> Document text:
==========

Shop at farmer markets.  I buy my vegetables and fruits there and not at grocery stores.  Your money goes far in these stores

Opt out of convenience food - Example Rachael Ray's triple washed spinach.  Yes it saves time but why pay more for packaged ready to go products when with a little time and effort you can do it easily at home and cut the price by more than a half

I like to buy items like rice, beans and spices in bulk and from ethnic shops that are so much cheaper than a regular grocery store

The only expensive stuff or convenience food that costs some money for me are smoothies (which I like to have handy since I am poor at eating lunch) and orange juice the pure premium kind but again we are talking at the most 10 - 15 dollars for one person for them for a week 

Try to cook at home and make simple food but experiment with herbs and spices so even a low fat dish will be full of flavor.  Try to splurge on good quality fish and trimmed and clean chicken breasts for you protein intake.  They are definitely healthier than red meats and also easier on your wallet.


----------



## ratsrcute (Oct 29, 2007)

Thanks for the suggestions, everyone. There's a good local farmer's market which I should visit soon! Also a friend of mine goes to an Asian market and says they have incredible deals on vegetables. She is very poor but likes to get a few fresh artichokes every week.

I do have a nice freezer so I will try freezing single servings.

Thanks,
Mike


----------



## Green Lady (Oct 29, 2007)

Go online for Indian and Middle Eastern recipes. They are flavorful and can be made rather inexpensively.


----------



## wysiwyg (Dec 4, 2007)

==========

> Study material:

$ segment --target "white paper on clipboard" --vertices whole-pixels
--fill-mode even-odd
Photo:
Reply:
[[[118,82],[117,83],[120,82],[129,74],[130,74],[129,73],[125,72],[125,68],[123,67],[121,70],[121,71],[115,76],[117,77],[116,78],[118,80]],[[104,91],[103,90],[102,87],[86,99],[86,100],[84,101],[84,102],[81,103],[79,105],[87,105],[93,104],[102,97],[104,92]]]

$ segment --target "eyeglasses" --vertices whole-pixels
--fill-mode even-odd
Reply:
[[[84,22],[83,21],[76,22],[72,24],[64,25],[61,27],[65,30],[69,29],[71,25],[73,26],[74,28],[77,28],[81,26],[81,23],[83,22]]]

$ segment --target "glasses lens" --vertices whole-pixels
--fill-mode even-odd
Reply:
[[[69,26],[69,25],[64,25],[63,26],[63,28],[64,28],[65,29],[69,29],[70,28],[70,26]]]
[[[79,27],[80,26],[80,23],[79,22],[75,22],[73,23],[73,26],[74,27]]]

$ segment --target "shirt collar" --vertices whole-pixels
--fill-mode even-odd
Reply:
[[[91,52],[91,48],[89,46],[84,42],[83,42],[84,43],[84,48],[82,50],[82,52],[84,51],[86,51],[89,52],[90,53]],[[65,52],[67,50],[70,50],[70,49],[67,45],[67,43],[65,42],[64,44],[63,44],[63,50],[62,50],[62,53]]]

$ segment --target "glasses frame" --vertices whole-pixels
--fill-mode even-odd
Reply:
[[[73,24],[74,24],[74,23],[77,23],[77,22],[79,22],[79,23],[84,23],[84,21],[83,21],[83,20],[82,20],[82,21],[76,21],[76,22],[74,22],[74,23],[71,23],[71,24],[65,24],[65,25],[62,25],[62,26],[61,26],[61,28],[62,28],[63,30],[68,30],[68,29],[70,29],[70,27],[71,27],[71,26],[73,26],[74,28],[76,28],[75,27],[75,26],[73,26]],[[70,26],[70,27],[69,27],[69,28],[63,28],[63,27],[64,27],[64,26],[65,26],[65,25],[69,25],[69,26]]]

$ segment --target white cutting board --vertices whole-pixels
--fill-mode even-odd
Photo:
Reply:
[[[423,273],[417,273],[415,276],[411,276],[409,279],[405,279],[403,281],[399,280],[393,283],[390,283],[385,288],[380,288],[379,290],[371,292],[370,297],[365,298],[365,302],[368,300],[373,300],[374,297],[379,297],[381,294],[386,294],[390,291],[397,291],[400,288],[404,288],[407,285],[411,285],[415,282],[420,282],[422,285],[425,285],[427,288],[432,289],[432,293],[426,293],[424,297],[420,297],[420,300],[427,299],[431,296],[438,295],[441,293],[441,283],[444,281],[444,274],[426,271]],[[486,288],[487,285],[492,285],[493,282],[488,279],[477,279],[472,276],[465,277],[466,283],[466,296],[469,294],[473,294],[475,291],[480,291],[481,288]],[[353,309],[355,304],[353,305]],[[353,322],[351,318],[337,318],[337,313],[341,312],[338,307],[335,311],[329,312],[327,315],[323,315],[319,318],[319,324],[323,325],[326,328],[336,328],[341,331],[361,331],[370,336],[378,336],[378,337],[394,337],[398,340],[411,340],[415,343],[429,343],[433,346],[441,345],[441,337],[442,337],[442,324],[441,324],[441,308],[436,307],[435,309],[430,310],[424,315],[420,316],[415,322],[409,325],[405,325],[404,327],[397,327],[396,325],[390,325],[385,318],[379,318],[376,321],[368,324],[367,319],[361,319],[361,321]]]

==========

> Task directions: Continue the forum thread about cutting food costs from the point where it stops.

> Answer space:
ratsrcute aka Mike,
I read an article a while ago about how to live on organic healthy food with a $200/month budget. It is a bit extreme ($200/month translates into $7/day), but has good information about foods that combine proteins and other nutrients, etc.
Here is the link, enjoy it: Eating Healthy and Organic on $7 a Day - Page 1 - MSN Health & Fitness - Fitness


----------



## Hawkeye16 (Dec 14, 2007)

Good article except I have a MAJOR problem with not eating any meat. Unless you are spending another $100 a month on supplements then it is not healthy at all. 

There are good tips of eating combinations on the first page but after that it becomes what is the cheapest food we can find type debate.


----------



## wysiwyg (Dec 14, 2007)

Hawkeye16,
Meat is one of the main sources for protein, I don't see anything wrong with alternative sources.  The article is about looking for organic products on a $200/month budget.
It is a stretch, but the original question was about inexpensive healthy food.
By the way, if you are interested in a good book about diets and food, check: "Diet for a small planet", I believe is a great book on this topic.


----------



## Hawkeye16 (Dec 16, 2007)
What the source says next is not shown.